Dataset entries
=== Section Start ===

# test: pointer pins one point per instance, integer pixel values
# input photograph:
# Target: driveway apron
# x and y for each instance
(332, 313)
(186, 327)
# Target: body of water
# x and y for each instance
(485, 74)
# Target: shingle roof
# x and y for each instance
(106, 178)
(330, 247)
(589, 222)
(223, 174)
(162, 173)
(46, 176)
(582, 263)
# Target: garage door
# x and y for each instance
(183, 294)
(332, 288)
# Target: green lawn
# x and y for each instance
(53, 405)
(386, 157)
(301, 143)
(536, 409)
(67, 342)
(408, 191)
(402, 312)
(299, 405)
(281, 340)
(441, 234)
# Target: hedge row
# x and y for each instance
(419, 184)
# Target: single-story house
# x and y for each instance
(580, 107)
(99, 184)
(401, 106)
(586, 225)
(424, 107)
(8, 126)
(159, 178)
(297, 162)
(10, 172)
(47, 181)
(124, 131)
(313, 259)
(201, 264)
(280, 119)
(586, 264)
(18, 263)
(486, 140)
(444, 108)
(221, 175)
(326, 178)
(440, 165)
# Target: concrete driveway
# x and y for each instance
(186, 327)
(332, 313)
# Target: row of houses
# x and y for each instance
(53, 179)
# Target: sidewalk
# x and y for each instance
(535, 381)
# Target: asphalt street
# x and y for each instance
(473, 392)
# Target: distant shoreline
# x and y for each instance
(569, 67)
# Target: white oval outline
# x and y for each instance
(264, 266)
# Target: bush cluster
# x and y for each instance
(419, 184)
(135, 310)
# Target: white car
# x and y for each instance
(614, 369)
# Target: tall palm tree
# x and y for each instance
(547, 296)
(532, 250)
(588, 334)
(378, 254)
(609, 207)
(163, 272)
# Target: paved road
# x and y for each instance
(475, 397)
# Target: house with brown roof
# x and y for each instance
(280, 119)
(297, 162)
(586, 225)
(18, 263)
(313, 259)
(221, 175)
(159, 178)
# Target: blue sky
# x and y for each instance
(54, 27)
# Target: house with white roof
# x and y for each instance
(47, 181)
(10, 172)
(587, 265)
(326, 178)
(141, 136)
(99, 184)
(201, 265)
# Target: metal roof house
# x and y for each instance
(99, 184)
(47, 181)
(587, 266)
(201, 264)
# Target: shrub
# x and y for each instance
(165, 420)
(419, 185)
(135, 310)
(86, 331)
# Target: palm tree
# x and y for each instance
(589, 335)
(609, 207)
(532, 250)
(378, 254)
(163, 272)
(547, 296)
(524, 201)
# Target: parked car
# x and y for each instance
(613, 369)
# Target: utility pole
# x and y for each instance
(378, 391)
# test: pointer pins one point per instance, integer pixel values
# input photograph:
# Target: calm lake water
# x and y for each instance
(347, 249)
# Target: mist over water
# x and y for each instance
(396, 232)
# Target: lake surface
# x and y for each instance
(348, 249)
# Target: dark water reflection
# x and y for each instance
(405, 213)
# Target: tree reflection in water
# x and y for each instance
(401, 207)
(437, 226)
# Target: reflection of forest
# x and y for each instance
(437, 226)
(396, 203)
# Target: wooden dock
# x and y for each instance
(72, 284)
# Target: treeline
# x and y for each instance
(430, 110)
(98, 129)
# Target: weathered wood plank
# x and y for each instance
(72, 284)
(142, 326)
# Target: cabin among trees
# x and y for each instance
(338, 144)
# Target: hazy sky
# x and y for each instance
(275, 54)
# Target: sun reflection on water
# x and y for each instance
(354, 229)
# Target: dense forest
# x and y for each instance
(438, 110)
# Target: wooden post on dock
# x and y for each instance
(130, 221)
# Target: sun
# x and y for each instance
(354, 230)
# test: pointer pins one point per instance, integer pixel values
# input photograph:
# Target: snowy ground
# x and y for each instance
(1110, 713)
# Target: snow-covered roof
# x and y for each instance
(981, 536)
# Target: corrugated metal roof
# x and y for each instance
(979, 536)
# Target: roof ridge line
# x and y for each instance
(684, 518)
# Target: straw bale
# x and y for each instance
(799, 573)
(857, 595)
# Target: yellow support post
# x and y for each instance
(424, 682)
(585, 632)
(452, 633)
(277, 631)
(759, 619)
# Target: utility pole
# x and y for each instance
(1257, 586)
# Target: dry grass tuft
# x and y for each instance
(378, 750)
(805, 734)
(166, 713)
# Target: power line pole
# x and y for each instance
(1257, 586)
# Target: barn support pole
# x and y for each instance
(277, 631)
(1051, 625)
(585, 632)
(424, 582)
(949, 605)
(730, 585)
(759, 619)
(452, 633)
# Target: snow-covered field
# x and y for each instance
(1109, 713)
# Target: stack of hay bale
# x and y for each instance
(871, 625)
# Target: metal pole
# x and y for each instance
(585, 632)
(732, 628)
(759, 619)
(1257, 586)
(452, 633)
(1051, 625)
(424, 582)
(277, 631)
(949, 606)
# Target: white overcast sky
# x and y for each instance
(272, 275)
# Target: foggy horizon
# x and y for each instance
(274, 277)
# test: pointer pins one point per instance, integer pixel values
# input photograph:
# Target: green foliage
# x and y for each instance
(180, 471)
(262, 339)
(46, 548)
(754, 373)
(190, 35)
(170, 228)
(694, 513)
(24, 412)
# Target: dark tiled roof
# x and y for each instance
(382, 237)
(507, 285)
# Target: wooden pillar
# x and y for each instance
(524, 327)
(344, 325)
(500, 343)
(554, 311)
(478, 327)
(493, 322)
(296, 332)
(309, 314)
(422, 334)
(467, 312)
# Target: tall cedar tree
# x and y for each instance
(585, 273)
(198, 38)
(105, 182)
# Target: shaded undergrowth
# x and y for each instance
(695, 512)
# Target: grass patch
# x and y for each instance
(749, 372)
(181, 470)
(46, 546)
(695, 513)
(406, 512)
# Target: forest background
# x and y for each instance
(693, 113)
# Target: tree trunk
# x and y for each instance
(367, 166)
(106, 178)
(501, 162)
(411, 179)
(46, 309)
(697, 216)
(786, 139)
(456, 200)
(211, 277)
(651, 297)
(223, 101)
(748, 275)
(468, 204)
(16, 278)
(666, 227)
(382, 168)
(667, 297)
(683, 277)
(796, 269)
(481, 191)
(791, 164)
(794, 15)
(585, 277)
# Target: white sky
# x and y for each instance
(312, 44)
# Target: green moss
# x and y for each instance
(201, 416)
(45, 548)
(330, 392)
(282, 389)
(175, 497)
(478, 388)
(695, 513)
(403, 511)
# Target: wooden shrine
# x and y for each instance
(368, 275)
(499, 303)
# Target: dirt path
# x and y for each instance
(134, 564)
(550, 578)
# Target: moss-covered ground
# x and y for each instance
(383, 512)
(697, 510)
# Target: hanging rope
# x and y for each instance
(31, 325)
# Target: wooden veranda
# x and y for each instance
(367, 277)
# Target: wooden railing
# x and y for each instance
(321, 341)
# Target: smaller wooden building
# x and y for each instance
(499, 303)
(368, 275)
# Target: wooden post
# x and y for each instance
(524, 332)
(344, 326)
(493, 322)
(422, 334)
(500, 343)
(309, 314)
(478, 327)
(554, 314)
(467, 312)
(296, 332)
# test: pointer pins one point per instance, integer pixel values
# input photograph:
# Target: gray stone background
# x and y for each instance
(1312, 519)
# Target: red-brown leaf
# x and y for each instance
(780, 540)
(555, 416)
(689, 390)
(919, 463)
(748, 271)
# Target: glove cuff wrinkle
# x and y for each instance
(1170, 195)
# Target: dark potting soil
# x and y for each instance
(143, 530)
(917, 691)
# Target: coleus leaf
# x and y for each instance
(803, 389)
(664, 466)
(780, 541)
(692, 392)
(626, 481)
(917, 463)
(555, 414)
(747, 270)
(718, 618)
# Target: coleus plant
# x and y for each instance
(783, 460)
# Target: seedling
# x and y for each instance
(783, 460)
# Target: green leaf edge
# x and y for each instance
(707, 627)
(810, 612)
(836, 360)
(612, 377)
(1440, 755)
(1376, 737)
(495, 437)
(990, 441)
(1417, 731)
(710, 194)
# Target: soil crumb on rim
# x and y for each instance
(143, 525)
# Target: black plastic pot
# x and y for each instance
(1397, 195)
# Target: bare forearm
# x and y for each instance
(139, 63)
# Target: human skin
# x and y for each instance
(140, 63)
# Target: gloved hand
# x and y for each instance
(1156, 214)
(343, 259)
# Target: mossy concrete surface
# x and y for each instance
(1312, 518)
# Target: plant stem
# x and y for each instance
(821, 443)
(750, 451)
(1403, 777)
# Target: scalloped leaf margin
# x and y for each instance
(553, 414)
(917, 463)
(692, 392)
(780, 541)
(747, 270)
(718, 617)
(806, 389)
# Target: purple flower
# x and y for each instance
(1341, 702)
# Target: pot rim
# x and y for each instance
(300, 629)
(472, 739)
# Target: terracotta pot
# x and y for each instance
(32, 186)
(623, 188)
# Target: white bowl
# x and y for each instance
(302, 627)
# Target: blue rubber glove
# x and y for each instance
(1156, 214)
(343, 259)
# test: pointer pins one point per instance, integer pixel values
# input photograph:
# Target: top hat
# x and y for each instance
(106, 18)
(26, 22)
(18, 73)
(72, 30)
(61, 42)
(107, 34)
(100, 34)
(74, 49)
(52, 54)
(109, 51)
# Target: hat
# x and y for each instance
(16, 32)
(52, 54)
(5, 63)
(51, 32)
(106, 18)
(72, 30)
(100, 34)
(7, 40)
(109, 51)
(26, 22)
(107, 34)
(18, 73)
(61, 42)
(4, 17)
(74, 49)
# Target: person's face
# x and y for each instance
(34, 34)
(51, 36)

=== Section End ===

__EXERCISE REQUIREMENTS__
Out of the records above, pull the lines that include the word "roof".

__SOLUTION BELOW__
# Target: shingle roof
# Target: house with brown roof
# Target: house with white roof
# Target: metal roof house
# Target: snow-covered roof
# Target: corrugated metal roof
# Target: roof ridge line
# Target: dark tiled roof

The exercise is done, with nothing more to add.